*EXERCISE DESCRIPTION*
Set down each record below exactly as it stands. Pictures are not part of the copy.
====== PROVIDED ENTRIES ======
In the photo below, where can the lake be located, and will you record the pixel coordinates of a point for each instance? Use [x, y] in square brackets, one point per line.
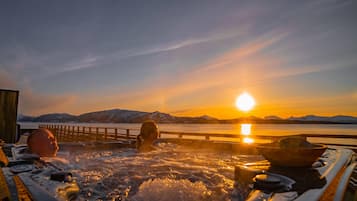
[255, 129]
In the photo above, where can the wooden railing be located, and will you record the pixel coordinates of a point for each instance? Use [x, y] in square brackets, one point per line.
[75, 133]
[70, 133]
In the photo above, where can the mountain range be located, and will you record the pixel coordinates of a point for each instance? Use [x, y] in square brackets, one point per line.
[131, 116]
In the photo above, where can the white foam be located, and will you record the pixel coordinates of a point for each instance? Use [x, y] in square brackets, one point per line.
[170, 189]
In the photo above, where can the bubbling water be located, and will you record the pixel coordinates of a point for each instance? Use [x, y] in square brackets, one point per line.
[171, 172]
[172, 189]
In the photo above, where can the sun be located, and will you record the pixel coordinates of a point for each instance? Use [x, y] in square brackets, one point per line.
[245, 102]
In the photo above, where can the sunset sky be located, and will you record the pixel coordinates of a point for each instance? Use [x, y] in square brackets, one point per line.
[186, 58]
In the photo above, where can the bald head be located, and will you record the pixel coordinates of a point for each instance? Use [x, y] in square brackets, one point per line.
[42, 142]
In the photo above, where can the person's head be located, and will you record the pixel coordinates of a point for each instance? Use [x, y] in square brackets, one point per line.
[42, 142]
[149, 131]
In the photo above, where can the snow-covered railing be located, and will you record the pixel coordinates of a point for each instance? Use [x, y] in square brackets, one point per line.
[75, 133]
[65, 133]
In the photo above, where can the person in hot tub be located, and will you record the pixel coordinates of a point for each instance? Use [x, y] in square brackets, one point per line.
[42, 142]
[149, 132]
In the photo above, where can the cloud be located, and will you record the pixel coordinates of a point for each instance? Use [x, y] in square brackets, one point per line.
[35, 103]
[95, 61]
[6, 82]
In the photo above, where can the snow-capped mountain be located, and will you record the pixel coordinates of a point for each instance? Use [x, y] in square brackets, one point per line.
[131, 116]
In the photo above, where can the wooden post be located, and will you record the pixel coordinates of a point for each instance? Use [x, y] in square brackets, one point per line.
[105, 133]
[77, 138]
[83, 137]
[72, 138]
[127, 133]
[60, 136]
[90, 134]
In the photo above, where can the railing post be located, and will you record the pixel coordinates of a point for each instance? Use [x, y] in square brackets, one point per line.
[83, 137]
[77, 136]
[90, 133]
[127, 133]
[72, 138]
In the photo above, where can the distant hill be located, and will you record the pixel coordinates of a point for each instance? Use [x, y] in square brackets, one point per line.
[131, 116]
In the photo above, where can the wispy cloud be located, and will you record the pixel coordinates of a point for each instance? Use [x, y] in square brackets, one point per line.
[95, 61]
[35, 103]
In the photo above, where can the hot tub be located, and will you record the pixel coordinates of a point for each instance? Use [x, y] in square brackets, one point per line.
[173, 171]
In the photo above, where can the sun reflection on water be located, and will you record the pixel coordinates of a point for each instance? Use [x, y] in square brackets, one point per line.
[246, 130]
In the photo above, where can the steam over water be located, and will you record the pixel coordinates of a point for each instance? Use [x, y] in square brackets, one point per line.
[169, 173]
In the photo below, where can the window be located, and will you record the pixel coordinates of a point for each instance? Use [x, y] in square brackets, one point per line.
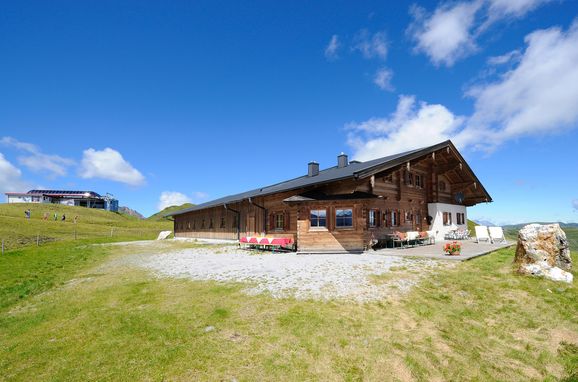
======
*TASK RESPONSE*
In the photo below, where can the lake be located, and will you record the pixel coordinates of a point for each instance? Use [x, y] in square brackets, one point per line.
[255, 129]
In the photo above, where can the wooden railing be located, and will you record the pixel coordinates of a point for each instance? Use [x, y] in square brackets, one point per line.
[75, 133]
[70, 133]
In the photo above, where can the mountain range be located, and will you record the pixel coordinates of a point for each instance? Use [x, y] in square brackets, one point per line.
[131, 116]
In the photo above, where can the white foam be located, and will you record the pixel coordinates of a point for each instance? Use [x, y] in square brackets, one point per line.
[170, 189]
In the photo above, where can the bubbling water be located, and will you record the pixel coordinates of a point for each instance? Use [x, y] in square brackets, one point per line.
[171, 172]
[172, 189]
In the photo above, where can the sun be located, and will you record the pixel coordinates of a point for each instance? Use [x, y] in square brackets, one point per line.
[245, 102]
In the photo above, where can the sunset sky be located, and will you record the pixel coordinates of a point for each instance? Use [x, y] in square brackets, one point per line.
[186, 58]
In the photo above, where can the bald head be located, and will you record the pixel coordinates of a point for each instance? Use [x, y] in square brackets, one point per line.
[42, 142]
In the photo above, where can the person's head be located, and will you record the pixel coordinates of a point for each instance? Use [x, y] in square brackets, one point per line.
[42, 142]
[149, 131]
In the photo above, where can the snow-covered railing be located, and will you record the pixel coordinates of a point for each instance? Use [x, y] in square brackets, one point per line.
[75, 133]
[65, 133]
In the photo above, where can the person in hot tub be located, and will you record the pixel coordinates of a point for each instance? Use [x, y] in square brackets, one point per line.
[42, 142]
[149, 132]
In the photo above, where can the cloud be located, and will you record the pixel coordinates of a point for each instance? Use [x, y] in square brackets, one point per line.
[35, 103]
[95, 61]
[6, 82]
In the photo above, where can the snow-capped mountain be located, and will you record the pixel coordinates of a point for each instance? Use [x, y] in square brackets, one point per line.
[131, 116]
In the photo above, where can the wooden post be located, and will you record the pixel coordinates of a point for each instance? Use [x, y] in square brackets, one point per line.
[105, 133]
[77, 138]
[83, 137]
[72, 138]
[127, 133]
[60, 136]
[90, 134]
In the photo above, where can the railing post be located, and will you record the pixel coordinates of a point for each instance? Use [x, y] in square brackets, one point per line.
[83, 137]
[77, 136]
[90, 133]
[127, 133]
[72, 138]
In the photo above, where can the distant hill be located, and will you record the pixel coordinates of a point for each instance? Use [x, y] in square brackets, one point per line.
[131, 116]
In the photo above, where can the wispy cloud be located, and will you record the pixel coordinates of a point for each instance? Use [x, y] in square brackets, one point per line.
[95, 61]
[35, 103]
In the photo above, where can the hot tub be located, and will you record the pixel coordinates of a point for each instance? Use [x, y] in square brackets, one point per line.
[173, 171]
In the photo above, where can the sun reflection on water be located, and will you record the pixel coordinates of a point for each instance? Use [x, y] in square brackets, one point per line.
[246, 130]
In the photo above, where can the steam over water be located, and will you record the pixel coordinates of a point for each instance? Use [x, y] in square brackets, one point per line.
[169, 173]
In the photo below, where can the window be located, and will you record the pixel coordinates of a point for each instance? Use [x, y] in square brackets, one point per line.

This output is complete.